**YOUR OBJECTIVE:**
According to the figure legends, at what magnification and in what mode were the Fig. S2 images taken?

**READING PASSAGE:**
= Beginning of Section =

Fig. S2. (A) Fixed immature dendritic cell immunostained for DC-SIGN corrected for DiI bleed-through. Green arrows mark sites of apparent DC-SIGN enrichment near the leading edge. (B) The same cell stained for membrane content using DiI and corrected for DC-SIGN-stain bleed-through. Images were taken at ×60 in epifluorescence mode. (C) Ratio of DC-SIGN and DiI images scaled by 100. Green arrows show peripheral DC-SIGN-rich sites from A that persist after normalization for membrane content. (D) To measure overall distribution of DC-SIGN−DiI signal with respect to the leading edge, the edge was defined using the DiI image and radii were drawn at regularly spaced intervals from a single point in the central perinuclear zone to the edge. (E) Mean DC-SIGN−DiI ratio (×100) signal along these radii as a function of distance from the edge. Error bars are one standard deviation, and these data are representative of three cells analyzed with similar results.
Fig. S3. Monte Carlo simulations were used to test non-randomness of trajectories. Head-to-tail distances were measured for each simulated trajectory (inset). A 95% confidence limit (red line) for random trajectory head-to-tail distances was established based on the histogram of values returned from many Monte Carlo simulations (main chart). The head-to-tail distances observed in experimental trajectories were compared with the 95% confidence limit derived from simulated trajectories with the same distribution of step sizes and a uniform random distribution of directionality.
Movie 1. Rotating 3D projection of deconvoluted DC-SIGN staining on a fixed, immunostained Raji-DCSIGN cell, as described in Fig. 3.
Movie 2. Rotating 3D projection of deconvoluted DC-SIGN staining on a fixed, immunostained immature dendritic cell, as described in Fig. 3.

= End of Section =

**DATA TO EXAMINE:**
= Beginning of Section =

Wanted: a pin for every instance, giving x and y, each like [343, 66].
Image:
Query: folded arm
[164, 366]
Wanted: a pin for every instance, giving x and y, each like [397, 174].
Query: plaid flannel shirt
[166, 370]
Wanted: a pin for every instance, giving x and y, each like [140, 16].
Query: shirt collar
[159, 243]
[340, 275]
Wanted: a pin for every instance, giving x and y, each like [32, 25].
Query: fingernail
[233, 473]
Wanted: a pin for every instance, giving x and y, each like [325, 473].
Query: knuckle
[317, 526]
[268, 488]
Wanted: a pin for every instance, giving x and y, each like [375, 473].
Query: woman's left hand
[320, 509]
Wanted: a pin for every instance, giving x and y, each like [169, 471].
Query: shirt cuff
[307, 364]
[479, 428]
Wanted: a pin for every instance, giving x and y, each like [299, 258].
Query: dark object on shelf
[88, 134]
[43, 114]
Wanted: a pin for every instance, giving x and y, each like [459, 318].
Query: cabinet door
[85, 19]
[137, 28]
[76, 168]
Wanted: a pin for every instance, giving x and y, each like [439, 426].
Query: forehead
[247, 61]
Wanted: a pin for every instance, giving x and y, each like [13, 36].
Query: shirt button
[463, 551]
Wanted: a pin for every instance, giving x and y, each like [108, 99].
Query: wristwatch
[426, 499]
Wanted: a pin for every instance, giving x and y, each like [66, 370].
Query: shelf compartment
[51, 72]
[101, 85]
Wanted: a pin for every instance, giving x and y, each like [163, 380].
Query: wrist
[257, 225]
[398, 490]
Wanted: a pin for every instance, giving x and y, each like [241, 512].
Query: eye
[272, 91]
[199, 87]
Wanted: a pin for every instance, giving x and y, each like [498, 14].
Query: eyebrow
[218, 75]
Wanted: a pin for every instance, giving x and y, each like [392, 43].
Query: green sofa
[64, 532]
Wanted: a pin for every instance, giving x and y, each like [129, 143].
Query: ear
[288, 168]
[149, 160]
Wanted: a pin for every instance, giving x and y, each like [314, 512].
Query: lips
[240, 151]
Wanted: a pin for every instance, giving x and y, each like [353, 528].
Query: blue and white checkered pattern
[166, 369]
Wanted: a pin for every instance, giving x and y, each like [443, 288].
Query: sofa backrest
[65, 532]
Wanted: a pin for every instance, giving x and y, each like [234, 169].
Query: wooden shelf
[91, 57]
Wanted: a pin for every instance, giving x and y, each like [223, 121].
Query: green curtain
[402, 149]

= End of Section =

**OUTPUT OF THE TASK:**
At ×60 in epifluorescence mode.